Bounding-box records
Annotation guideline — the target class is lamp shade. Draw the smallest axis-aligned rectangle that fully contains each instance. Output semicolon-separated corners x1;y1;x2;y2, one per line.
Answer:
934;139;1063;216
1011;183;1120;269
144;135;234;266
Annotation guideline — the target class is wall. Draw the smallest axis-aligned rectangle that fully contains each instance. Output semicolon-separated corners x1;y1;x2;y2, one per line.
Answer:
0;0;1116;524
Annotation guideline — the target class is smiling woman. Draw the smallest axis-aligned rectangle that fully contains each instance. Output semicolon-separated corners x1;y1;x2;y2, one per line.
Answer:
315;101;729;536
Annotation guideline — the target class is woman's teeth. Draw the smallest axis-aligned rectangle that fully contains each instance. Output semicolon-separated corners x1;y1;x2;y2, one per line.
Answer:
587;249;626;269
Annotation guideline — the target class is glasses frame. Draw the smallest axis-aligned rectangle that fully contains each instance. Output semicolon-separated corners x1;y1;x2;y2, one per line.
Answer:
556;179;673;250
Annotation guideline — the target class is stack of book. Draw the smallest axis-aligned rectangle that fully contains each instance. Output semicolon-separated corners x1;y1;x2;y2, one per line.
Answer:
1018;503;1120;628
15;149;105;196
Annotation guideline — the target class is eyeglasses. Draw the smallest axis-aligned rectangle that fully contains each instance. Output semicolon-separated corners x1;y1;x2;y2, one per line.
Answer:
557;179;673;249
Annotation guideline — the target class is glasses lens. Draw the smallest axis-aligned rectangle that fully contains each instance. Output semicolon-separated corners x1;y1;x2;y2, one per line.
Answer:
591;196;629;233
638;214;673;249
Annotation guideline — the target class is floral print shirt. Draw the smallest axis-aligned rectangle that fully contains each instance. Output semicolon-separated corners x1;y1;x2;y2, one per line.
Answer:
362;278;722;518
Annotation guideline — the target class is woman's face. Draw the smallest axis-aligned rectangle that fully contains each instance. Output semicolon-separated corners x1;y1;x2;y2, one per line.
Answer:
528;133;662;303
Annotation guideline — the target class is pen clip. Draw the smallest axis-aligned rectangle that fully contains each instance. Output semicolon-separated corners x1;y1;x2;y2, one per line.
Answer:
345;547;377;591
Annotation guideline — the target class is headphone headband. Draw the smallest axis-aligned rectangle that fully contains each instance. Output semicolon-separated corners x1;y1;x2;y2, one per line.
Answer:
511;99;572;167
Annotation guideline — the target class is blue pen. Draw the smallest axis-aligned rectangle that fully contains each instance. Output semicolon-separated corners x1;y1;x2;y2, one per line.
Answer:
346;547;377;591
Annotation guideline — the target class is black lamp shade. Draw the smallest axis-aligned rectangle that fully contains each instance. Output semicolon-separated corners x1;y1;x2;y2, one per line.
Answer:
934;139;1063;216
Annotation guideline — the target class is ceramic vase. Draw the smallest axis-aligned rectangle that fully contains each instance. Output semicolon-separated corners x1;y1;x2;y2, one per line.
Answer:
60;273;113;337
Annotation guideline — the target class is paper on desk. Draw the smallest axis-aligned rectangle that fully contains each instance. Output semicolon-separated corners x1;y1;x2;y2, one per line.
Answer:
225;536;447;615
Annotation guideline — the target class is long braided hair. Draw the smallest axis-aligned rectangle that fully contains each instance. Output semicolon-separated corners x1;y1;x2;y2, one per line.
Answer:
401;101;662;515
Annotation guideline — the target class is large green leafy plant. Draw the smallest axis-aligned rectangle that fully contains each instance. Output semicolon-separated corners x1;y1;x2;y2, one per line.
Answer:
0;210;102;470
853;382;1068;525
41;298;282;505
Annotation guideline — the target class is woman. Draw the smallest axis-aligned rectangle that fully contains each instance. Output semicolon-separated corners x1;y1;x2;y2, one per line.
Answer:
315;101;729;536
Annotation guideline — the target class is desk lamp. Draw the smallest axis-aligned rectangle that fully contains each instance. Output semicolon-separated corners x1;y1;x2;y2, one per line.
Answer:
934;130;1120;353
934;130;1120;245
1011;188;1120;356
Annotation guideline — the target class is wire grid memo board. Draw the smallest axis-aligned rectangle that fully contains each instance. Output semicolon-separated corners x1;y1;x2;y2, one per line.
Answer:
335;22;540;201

_WHAT IS EXPECTED:_ Rewrite the listing as a numbered list, starting at its first line and ending with the line containing "362;278;722;518". Leave out any blank lines.

_EXERCISE OUTPUT:_
1. Annotation guideline — the target class is lamp shade. Draw the smallest axis-aligned rectangle that fully contains each instance. Output semicolon-separated corners x1;y1;x2;y2, one per line.
2. Answer:
3. 934;139;1063;216
4. 1011;183;1120;269
5. 144;135;234;266
6. Annotation guideline — the target class is wall. Draw the smallest axis-aligned rectangle that fully contains each instance. Output semicolon-separated corners x1;y1;x2;y2, one per line.
7. Answer:
8. 0;0;1116;524
9. Annotation guideline — the target class is smiling woman. Draw the smallest axis-aligned rectangle that fully contains each instance. Output semicolon-separated corners x1;y1;x2;y2, one per line.
10. Answer:
11. 315;101;729;536
12. Annotation guideline — the target class is woman's teeth. Draw the smallest axis-aligned rectangle that fully contains each instance. Output semicolon-separated corners x1;y1;x2;y2, one per line.
13. Answer:
14. 587;249;626;269
15. Annotation guideline — the target class is glasses frame. Draw the smallest axis-aligned rectangle that fully contains each instance. Output semicolon-separated corners x1;y1;x2;y2, one per line.
16. Answer:
17. 556;179;673;250
18. Annotation guideline — the target class is stack of book. Draw the smallest axis-aligned rectangle that fully contains each instance. Output semicolon-separated corners x1;y1;x2;y2, one per line.
19. Answer:
20. 1018;503;1120;628
21. 15;149;105;196
22. Annotation guideline — the target class is eyeglasses. Draw the smallest axis-aligned rectangle that fully contains each instance. Output semicolon-separated corners x1;y1;x2;y2, one per line.
23. Answer:
24. 557;179;673;249
25. Annotation guideline — the target class is glasses lens. Draw the smallest axis-aligned rectangle that fully contains each instance. Output semicolon-separated corners x1;y1;x2;y2, one per line.
26. Answer:
27. 591;196;629;233
28. 638;214;673;249
29. Annotation guideline — the target class is floral print shirt. Draw the smallest axis-aligned rectangle that fully contains each instance. Output semicolon-separated corners x1;y1;x2;y2, one per line.
30. Answer:
31. 362;278;722;518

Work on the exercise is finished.